▶ _Extrait du texte_
———

C’est difficile, car ils dépensent l’essentiel de leurs revenus dans le talent sportif, c’est-à-dire dans les salaires et les transferts des joueurs. L’objectif premier reste de gagner des trophées, du prestige. Les fonds souverains investissent délibérément à perte : ils veulent valoriser l’image de leurs États, au travers de la diplomatie par le sport. Comme le Qatar, qui a racheté le Paris Saint-Germain (PSG) en 2011, ou les Émirats arabes unis, qui ont fait de même avec Manchester City en 2008. Cela étant, les investisseurs classiques sont les plus nombreux. Certains misent sur le « commerce » des joueurs, transformés en actifs financiers spéculatifs, d’autres espèrent une plus-value à la revente du club. Pour rationaliser les investissements, la « multipropriété » se développe très vite : il s’agit de consortiums de clubs mis au service d’une équipe majeure, à laquelle les équipes « filiales » servent de viviers de joueurs. Tous les grands clubs cherchent à avoir une place garantie dans le gotha sportif. Cette logique élitiste a été poussée à son stade ultime avec l’annonce, en avril 2021, du lancement d’une Super Ligue privée et fermée : elle devait comporter quinze clubs qui se seraient affrontés entre eux.

Sur le même sujet : Quand tout le monde se ligue contre la super ligue

Cette tentative s’est cependant soldée par un fiasco retentissant…

Et d’autant plus surprenant que cette Super Ligue était l’aboutissement logique, souvent perçu comme inéluctable, des évolutions de la Ligue des champions, la compétition européenne la plus prestigieuse et la plus lucrative, créée en 1992 par l’UEFA. Elle s’est constamment rapprochée d’une ligue fermée, justement parce qu’en menaçant régulièrement, depuis une vingtaine d’années, de faire ainsi sécession, les clubs les plus riches ont obtenu de l’UEFA des aménagements toujours plus favorables à leurs intérêts. La formule de la Ligue des champions protège les grands clubs de l’aléa sportif et la clef de répartition de ses revenus, délibérément inégalitaire, enrichit les plus riches. Dans cette pyramide sportive de plus en plus cloisonnée, les autres clubs sont relégués à un rang subalterne, voués à former des joueurs au profit des « gros ». Mais ceux-ci voulaient encore plus : un plus grand gâteau, à découper en moins de parts.

Jérôme Latta
« En Angleterre, au motif de lutter contre le hooliganisme, il y a eu une volonté délibérée d’exclure la classe ouvrière des tribunes, par la hausse des tarifs, pour la remplacer par des spectateurs plus consommateurs et plus dociles. » (Photo : Maxime Sirvins.)

Où est l’intérêt du football si la « glorieuse incertitude du sport » s’estompe ?

En Ligue des champions, l’aléa sportif revient au printemps, lors de la phase à élimination directe, dans l’entre-soi des clubs ultra-dominants et hyper-riches. On est passé d’un régime de compétition ouvert et dominé par l’incertitude, dont les sommets étaient accessibles à un large nombre de clubs s’ils travaillaient bien sportivement, à un régime de spectacle. Or le spectacle hollywoodien proposé par ce football-là est extrêmement séduisant. Et très facile à commercialiser. Il perd une part de ses amoureux, écœurés, mais conquiert de nouveaux publics, notamment dans les jeunes générations et dans les nouveaux territoires de la planète football. Finalement, le public attaché à l’équité des compétitions, à l’ancrage territorial des clubs et à leur identité locale est devenu minoritaire face à la population mondialisée des consommateurs de divertissement.

———

▶ _Données fournies_

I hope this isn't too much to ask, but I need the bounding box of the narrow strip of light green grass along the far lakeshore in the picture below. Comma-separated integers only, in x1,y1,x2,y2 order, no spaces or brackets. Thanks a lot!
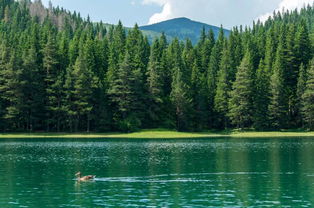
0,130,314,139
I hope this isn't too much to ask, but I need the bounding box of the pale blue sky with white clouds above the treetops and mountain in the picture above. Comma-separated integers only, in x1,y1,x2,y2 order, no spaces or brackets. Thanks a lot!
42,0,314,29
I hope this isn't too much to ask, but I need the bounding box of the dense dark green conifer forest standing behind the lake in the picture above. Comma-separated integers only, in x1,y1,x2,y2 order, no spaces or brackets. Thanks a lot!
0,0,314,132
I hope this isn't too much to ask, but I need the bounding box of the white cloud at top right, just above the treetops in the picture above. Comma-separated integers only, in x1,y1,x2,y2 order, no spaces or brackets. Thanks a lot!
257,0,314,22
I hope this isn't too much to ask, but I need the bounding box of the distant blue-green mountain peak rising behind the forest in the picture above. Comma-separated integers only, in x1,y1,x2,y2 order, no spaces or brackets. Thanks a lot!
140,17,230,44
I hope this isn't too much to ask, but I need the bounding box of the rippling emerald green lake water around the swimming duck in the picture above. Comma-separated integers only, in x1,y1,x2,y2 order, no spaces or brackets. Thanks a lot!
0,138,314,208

———

▶ _Consigne de travail 1_
Ces affirmations concordent-elles avec l'extrait sur le football ? Pour chacune, répondez par oui ou non et citez textuellement les mots qui tranchent.
(a) Le Qatar a racheté le Paris Saint-Germain en 2011.
(b) La Ligue des champions a été créée en 1992 par la FIFA.
(c) La Super Ligue annoncée en avril 2021 devait réunir vingt clubs.
▶ _Consigne de travail 2_
Répondez brièvement à ces questions sur l'extrait sur le football.
(a) En quelle année les Émirats arabes unis ont-ils racheté Manchester City ?
(b) À quel moment de la saison l'aléa sportif revient-il en Ligue des champions ?
(c) Selon la légende de la photo, quel motif a-t-on invoqué en Angleterre pour exclure la classe ouvrière des tribunes ?
▶ _Consigne de travail 3_
Poursuivez l'extrait sur le football à partir de sa dernière phrase.

▶ _Réponse finale 1_
(a) Oui : « Comme le Qatar, qui a racheté le Paris Saint-Germain (PSG) en 2011 ».
(b) Non : « créée en 1992 par l’UEFA ».
(c) Non : « elle devait comporter quinze clubs ».

▶ _Réponse finale 2_
(a) En 2008.
(b) Au printemps, lors de la phase à élimination directe.
(c) La lutte contre le hooliganisme.

▶ _Réponse finale 3_
Ce public historique, souvent populaire, est donc le grand sacrifié de ce bouleversement ?

En Angleterre, au motif de lutter contre le hooliganisme, il y a eu une volonté délibérée d’exclure la classe ouvrière des tribunes, par la hausse des tarifs, pour la remplacer par des spectateurs plus consommateurs et plus dociles. Et les promesses de conserver des tarifs accessibles ont été vite oubliées. Ce phénomène de gentrification a cependant été moins marqué ailleurs en Europe, car on ne pourrait pas y remplir les stades avec le seul public plus aisé, contrairement à l’Angleterre. Reste que le spectacle du football s’est globalement renchéri. La diffusion télévisuelle est de plus en plus souvent payante, mais aussi éparpillée sur différentes chaînes. Pour assister aux principales compétitions sur écran, il faut souscrire à trois ou quatre abonnements.

Les clubs devraient être considérés comme des biens communs enracinés dans la communauté dont ils sont issus, le produit d’une histoire collective.

Cette dépossession engendre-t-elle une résistance ?

Parfois. Les opposants les plus virulents à la Super Ligue ont été les supporters locaux des six clubs anglais qui en faisaient partie. Ils dénonçaient le mépris qui leur était manifesté – club désincarné, propriétaires invisibles n’ayant même pas daigné expliquer une initiative aussi spectaculaire. L’épisode illustre bien le schisme entre les publics mondialisés et des supporters attachés à l’histoire, très souvent ouvrière, de leur club, et incarnant les liens sociaux qu’il entretient avec son environnement immédiat. Ainsi, même minoritaires, les publics locaux conservent un poids politique quand ils sont organisés. Les groupes de supporters, dans toute l’Europe, constituent le principal pôle de résistance aux évolutions du football business.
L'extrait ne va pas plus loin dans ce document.